▸ **What is being asked**: Restate all the material verbatim, except for the pictures.

▸ **Working data**:
-- start --

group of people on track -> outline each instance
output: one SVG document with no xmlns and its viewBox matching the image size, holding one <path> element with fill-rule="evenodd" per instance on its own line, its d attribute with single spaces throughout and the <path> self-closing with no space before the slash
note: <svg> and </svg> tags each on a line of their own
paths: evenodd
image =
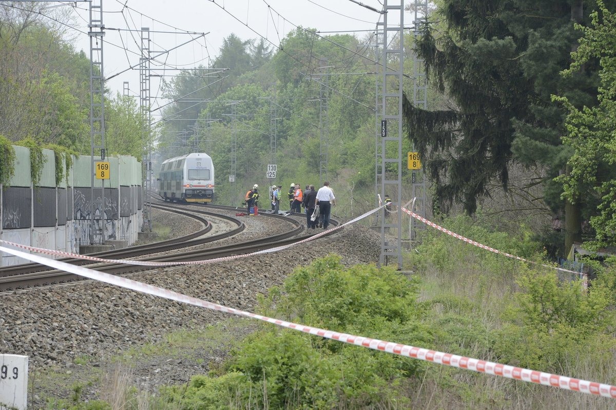
<svg viewBox="0 0 616 410">
<path fill-rule="evenodd" d="M 251 215 L 251 208 L 256 205 L 259 199 L 259 186 L 255 184 L 248 190 L 245 199 L 247 205 L 248 215 Z M 282 199 L 282 186 L 272 185 L 272 211 L 278 213 L 280 200 Z M 330 215 L 331 207 L 336 206 L 336 197 L 330 187 L 329 181 L 323 183 L 323 186 L 317 191 L 314 185 L 306 185 L 302 189 L 299 184 L 291 184 L 287 193 L 289 208 L 291 212 L 301 213 L 303 208 L 306 215 L 306 225 L 309 229 L 322 228 L 326 229 L 330 224 Z"/>
</svg>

-- end --

▸ **Reply**:
group of people on track -> outline each instance
output: one SVG document with no xmlns and its viewBox matching the image size, holding one <path> element with fill-rule="evenodd" per instance on its own line, its d attribute with single spaces throughout and the <path> self-closing with no space before the slash
note: <svg> and </svg> tags each on a line of their own
paths: evenodd
image =
<svg viewBox="0 0 616 410">
<path fill-rule="evenodd" d="M 251 215 L 251 208 L 256 205 L 259 199 L 259 186 L 255 184 L 248 190 L 245 199 L 247 205 L 248 215 Z M 282 199 L 282 186 L 272 185 L 272 211 L 278 213 L 280 200 Z M 330 215 L 331 207 L 336 206 L 336 197 L 330 187 L 329 181 L 323 183 L 323 186 L 317 191 L 314 185 L 306 185 L 302 189 L 299 184 L 291 184 L 287 193 L 289 208 L 291 212 L 301 213 L 303 208 L 306 215 L 306 225 L 309 229 L 322 228 L 326 229 L 330 224 Z"/>
</svg>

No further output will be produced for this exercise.